[BEGIN RECORDS FOR THE TASK]

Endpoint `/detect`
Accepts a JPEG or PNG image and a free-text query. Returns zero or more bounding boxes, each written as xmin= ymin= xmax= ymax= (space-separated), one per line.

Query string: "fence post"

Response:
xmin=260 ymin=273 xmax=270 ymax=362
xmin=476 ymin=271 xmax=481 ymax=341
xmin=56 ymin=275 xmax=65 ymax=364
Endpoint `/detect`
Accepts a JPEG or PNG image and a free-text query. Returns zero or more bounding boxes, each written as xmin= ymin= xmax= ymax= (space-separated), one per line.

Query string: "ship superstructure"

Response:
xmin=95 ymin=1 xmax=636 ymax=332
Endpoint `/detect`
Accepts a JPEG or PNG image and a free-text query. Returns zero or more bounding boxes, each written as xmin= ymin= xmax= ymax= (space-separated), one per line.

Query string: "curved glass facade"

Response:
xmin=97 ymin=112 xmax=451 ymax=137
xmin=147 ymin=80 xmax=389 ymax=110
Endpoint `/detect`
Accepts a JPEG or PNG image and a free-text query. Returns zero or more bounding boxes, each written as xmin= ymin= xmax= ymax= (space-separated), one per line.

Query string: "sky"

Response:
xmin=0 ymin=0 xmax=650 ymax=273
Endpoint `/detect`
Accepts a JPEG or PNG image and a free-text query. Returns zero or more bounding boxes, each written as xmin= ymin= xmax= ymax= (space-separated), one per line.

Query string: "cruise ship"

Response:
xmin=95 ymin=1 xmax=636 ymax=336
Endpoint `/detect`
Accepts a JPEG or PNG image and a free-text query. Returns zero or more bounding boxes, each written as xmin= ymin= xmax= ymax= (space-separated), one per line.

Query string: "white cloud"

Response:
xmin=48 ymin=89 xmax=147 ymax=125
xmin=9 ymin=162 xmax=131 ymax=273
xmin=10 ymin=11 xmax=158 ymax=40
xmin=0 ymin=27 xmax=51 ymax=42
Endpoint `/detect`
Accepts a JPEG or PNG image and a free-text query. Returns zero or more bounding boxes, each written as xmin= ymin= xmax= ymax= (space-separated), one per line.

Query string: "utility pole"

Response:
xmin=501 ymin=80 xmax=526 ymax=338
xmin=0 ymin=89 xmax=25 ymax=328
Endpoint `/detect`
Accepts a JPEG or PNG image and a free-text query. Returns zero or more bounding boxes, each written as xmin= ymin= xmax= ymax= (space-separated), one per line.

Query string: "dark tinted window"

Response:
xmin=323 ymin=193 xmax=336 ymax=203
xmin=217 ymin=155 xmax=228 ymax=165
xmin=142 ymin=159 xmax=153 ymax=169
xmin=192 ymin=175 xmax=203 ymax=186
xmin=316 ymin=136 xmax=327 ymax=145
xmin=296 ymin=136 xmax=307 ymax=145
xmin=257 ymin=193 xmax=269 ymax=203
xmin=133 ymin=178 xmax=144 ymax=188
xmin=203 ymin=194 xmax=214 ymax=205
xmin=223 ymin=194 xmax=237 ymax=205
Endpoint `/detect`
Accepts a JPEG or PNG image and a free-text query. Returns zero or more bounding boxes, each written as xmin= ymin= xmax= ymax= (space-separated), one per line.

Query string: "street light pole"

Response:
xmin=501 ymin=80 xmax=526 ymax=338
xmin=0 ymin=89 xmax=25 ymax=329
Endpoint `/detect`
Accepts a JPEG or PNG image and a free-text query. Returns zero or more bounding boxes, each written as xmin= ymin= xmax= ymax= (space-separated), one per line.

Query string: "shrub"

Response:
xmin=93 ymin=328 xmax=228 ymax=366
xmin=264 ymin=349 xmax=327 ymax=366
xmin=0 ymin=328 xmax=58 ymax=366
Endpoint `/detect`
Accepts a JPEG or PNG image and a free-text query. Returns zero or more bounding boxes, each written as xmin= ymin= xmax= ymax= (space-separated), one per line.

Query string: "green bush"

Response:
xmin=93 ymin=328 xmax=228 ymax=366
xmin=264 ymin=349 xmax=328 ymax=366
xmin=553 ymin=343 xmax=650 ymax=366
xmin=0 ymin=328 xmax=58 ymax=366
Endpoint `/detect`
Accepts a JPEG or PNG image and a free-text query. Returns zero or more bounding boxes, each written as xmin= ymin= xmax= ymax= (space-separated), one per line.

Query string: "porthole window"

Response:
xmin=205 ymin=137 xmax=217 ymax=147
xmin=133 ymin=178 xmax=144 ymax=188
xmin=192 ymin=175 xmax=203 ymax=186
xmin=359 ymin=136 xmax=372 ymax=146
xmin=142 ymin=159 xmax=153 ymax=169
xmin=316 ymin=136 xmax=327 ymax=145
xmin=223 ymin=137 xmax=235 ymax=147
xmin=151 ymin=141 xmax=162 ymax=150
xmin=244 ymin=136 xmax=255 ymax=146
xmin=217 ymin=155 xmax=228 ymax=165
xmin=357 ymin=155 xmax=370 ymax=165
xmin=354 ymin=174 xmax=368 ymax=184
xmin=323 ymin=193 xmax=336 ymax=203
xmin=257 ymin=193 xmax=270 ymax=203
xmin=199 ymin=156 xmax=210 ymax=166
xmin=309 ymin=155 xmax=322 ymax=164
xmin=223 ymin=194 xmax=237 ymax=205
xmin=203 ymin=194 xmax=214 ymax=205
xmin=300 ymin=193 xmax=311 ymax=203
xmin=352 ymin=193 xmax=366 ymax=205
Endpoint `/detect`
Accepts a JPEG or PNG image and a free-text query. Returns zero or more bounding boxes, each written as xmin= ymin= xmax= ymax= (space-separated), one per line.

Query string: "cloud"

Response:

[END RECORDS FOR THE TASK]
[BEGIN RECORDS FOR THE TASK]

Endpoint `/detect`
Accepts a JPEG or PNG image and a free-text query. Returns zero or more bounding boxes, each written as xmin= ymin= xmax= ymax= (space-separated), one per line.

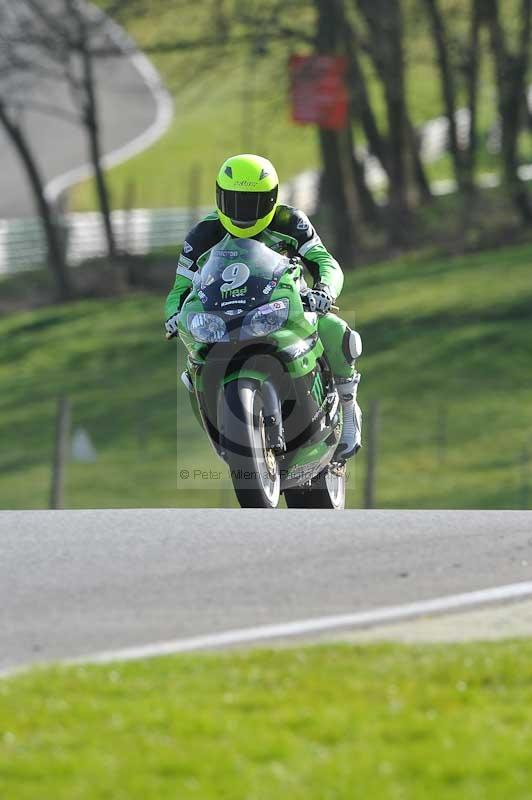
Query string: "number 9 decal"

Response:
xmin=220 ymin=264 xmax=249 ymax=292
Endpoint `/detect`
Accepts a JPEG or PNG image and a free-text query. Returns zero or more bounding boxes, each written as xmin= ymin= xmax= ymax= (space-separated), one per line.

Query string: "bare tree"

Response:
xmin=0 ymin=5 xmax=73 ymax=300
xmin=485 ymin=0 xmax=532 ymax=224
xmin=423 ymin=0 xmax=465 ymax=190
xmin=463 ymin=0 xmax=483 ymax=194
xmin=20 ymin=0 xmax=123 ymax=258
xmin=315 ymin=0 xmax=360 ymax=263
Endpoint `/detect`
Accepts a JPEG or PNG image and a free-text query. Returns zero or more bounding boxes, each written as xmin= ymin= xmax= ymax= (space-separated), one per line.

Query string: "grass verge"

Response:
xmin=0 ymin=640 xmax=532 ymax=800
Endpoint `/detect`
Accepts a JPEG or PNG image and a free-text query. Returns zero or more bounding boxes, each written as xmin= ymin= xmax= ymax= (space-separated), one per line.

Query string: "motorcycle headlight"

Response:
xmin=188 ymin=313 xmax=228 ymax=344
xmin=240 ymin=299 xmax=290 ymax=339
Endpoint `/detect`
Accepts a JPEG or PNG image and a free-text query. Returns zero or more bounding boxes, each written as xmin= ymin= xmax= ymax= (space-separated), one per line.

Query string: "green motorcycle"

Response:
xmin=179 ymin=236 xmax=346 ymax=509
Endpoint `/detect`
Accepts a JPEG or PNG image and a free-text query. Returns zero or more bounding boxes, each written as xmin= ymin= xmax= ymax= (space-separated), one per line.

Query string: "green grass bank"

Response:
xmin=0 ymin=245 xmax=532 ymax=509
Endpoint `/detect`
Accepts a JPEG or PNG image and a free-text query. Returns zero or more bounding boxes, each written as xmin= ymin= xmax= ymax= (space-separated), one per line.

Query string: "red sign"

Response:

[END RECORDS FOR THE TASK]
[BEGIN RECORDS FOR THE TASK]

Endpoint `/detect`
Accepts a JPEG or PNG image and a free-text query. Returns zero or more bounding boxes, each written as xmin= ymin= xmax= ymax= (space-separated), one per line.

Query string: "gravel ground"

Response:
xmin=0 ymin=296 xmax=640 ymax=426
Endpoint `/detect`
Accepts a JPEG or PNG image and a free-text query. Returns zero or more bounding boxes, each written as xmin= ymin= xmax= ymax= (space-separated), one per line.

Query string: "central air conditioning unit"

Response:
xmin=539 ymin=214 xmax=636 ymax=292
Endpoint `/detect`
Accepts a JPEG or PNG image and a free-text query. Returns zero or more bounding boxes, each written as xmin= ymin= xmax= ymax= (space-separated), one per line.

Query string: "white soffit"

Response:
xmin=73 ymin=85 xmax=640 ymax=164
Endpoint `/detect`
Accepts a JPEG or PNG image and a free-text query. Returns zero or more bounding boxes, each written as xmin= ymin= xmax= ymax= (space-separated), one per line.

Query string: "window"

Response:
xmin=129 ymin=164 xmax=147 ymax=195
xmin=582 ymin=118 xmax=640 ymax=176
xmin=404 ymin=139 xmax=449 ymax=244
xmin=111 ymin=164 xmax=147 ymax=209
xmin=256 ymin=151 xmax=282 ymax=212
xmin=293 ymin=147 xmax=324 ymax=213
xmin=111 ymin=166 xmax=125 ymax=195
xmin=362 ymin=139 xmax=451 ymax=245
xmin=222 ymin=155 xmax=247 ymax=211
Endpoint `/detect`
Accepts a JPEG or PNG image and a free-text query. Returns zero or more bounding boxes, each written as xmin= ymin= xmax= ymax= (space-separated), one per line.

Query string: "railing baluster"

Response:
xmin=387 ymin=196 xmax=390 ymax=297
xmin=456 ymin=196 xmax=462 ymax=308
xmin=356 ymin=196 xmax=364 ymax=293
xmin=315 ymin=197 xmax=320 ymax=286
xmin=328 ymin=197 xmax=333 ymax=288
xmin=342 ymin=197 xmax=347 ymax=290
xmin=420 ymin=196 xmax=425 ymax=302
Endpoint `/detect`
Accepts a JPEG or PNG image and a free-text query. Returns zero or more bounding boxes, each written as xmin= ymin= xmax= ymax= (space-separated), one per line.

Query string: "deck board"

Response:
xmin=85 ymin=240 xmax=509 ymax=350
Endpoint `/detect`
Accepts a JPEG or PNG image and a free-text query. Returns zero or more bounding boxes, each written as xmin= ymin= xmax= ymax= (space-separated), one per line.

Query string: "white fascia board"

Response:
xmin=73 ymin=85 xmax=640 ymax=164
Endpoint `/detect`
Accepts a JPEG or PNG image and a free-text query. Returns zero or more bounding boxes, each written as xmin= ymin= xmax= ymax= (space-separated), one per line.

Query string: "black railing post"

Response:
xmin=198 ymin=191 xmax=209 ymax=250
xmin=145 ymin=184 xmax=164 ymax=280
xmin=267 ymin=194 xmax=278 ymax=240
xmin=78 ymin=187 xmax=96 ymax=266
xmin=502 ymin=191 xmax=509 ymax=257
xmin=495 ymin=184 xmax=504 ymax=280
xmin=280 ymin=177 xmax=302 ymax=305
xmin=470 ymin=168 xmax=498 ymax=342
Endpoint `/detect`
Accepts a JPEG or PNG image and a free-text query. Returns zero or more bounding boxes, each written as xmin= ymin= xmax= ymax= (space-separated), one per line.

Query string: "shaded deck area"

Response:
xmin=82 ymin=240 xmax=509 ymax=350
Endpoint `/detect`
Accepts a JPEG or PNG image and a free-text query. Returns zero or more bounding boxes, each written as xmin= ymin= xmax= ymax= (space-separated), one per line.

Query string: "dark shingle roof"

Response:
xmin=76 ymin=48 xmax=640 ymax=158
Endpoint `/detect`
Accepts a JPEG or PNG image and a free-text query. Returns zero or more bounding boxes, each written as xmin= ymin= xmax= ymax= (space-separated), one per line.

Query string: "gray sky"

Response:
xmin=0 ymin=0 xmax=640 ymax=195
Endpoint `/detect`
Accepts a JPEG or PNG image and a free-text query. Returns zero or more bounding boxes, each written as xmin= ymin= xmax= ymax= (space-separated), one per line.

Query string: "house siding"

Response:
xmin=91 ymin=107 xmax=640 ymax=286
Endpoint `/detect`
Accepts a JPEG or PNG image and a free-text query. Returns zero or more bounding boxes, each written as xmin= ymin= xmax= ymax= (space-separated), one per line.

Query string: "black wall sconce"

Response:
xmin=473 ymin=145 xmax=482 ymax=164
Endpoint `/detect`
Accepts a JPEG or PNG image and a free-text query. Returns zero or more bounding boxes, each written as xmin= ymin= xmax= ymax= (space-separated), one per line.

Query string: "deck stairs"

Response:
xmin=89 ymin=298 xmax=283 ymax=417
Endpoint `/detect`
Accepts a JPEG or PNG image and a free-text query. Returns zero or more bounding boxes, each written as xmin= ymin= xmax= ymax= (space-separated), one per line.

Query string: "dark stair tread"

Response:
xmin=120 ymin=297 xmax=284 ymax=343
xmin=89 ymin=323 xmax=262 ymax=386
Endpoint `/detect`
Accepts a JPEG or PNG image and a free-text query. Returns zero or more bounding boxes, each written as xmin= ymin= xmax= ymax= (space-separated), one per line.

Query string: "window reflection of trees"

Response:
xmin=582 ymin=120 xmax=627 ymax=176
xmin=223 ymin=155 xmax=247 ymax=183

[END RECORDS FOR THE TASK]

SET EXERCISE »
Report each line in the entries above that contains the word "green". Case counts.

TASK RESPONSE »
Query string: "green bush"
Query string: "green motorcycle"
Query string: "green grass bank"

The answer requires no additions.